Stored items from a collection:

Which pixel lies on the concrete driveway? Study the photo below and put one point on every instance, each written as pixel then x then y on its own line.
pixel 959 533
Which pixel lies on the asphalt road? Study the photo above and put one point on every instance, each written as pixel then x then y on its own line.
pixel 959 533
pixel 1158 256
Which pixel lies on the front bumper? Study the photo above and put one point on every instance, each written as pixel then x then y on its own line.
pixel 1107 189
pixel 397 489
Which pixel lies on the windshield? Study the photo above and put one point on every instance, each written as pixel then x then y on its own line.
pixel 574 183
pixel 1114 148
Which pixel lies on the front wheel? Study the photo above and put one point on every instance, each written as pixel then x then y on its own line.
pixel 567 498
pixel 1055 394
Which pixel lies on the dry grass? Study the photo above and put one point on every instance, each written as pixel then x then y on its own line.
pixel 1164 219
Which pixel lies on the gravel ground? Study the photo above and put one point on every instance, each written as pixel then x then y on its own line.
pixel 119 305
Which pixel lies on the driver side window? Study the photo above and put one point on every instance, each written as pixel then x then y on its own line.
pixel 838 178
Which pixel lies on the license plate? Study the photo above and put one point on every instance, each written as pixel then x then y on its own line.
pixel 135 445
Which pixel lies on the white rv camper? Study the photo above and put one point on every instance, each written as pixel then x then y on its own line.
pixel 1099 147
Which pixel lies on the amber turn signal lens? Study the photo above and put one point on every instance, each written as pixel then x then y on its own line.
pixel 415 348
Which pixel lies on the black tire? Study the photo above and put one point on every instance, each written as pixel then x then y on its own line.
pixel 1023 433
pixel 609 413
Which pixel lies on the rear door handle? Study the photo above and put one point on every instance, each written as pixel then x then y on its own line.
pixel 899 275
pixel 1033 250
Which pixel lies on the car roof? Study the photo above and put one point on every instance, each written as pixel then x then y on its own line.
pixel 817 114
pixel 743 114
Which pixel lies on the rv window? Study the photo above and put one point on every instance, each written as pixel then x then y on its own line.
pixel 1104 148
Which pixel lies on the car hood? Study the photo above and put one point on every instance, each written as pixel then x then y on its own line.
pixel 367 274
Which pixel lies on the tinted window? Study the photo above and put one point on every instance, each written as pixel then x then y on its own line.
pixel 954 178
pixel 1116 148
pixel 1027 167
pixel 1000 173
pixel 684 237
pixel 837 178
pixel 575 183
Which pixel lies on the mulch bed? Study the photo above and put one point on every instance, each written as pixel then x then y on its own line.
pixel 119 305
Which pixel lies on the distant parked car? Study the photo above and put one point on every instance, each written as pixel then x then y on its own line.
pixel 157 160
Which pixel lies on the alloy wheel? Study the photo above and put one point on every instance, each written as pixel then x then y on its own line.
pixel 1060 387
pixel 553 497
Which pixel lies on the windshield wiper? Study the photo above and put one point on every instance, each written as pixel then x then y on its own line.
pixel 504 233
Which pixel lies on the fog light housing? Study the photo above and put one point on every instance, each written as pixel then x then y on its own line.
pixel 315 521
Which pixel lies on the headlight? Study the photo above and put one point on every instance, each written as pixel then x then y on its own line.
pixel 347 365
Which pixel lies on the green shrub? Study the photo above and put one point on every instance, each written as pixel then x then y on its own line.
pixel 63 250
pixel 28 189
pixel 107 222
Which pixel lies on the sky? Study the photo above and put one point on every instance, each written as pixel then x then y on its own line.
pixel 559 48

# Aim:
Copy all of the material above line for line, without changing a single character.

# Solution for this task:
Which pixel lies on the concrete driveway? Study the photo below and put one point on every instance, each written as pixel then x then y on its own line.
pixel 959 533
Which pixel lies on the asphalt road? Study the photo above and put one point on every instance, each written as pixel then x then y on its own line.
pixel 959 533
pixel 1158 256
Which pixel lies on the front bumper? Study the photo above and put one point on every instance, each written as pixel then x then y on its own line.
pixel 1107 189
pixel 397 489
Which pixel lies on the windshield? Study the photo above and put one point on every instance, each written as pixel then x then y on its own line.
pixel 574 183
pixel 1114 148
Which pixel lies on the front wheel? Study the photo above and put one point on every instance, each written as pixel then x then y on its own line.
pixel 567 498
pixel 1055 394
Which pixel lies on the dry grass? Study the photo above and put one point on every instance, each written as pixel then x then y on its own line.
pixel 1164 219
Which pixel lies on the gravel ground? Study the photo above and put one point on every instance, each written as pixel then x then y on its own line.
pixel 119 305
Which pixel lies on the driver side window? Study the photo above and put one point on every instance, each written as pixel then x then y on its own line.
pixel 838 178
Which pixel lies on the license plate? Study the photo above and put one point on every instance, each written as pixel then x then y on its own line.
pixel 135 445
Which pixel lies on the white rv camper? Study the photo above and put one point on every instance, each written as pixel then x then y on its own line.
pixel 1099 147
Which pixel lies on the amber turn signal lens? Study the photo above and put one point on every instance, each written as pixel then x then y on its own line.
pixel 415 348
Which pixel lies on the black tire? Study the photo above and put one point on every instance, each written as pixel then x then y on its own line.
pixel 1023 433
pixel 609 413
Which pixel lies on the rear door handle? Study the photo above and put one point on every instance, each written as pixel then x then y on its own line.
pixel 899 275
pixel 1033 250
Which pixel lies on the car roof? Study the photo above and put one point on every instance, each written as pixel then x then y on its own line.
pixel 817 114
pixel 743 114
Which pixel lies on the rv window? Study the photo above and put one point on every instance, each written as pixel then x then y on its own line.
pixel 1104 148
Which pixel lies on the car hood? Study the photo above and put one point on every instance, each written as pixel then x then y on its own line.
pixel 367 274
Which pixel lies on the tinted window? Study the photo above and put one point on every instance, each written as pixel then x then y on its own line.
pixel 954 178
pixel 1116 148
pixel 1027 167
pixel 1000 173
pixel 684 237
pixel 837 178
pixel 575 183
Which pixel lies on the mulch bed? Study the photo above and put one point on every instance, each written as pixel then x then y on its own line.
pixel 119 305
Which pixel lies on the distant parked car? Study the photo above and put one point on every instance, each written as pixel then x then y on its own line.
pixel 157 160
Which pixel lies on the alloy wheel? Study the photo above and put one point on every instance, each written as pixel then x then y on its own line.
pixel 1060 387
pixel 553 497
Which pixel lies on the windshield wiper? Study the photo above and put one point on every instance, each written as pixel then x then y on its own line.
pixel 504 233
Which pixel lies on the fog light housing? Study the photo above and put one point on every instance, each written as pixel then x then y on its own line.
pixel 315 521
Which pixel lies on the headlight? Study the photo above and put one point on every instance, each written as pixel then x then y on its own line.
pixel 347 365
Which pixel lies on the green shrub? Study the photo above and put one point on every instance, each written as pixel then x then y on its own line.
pixel 63 250
pixel 28 189
pixel 107 222
Which pixel lies on the sky? Study the photo above and put one point on every instance, each written as pixel then x then y on its own line.
pixel 559 48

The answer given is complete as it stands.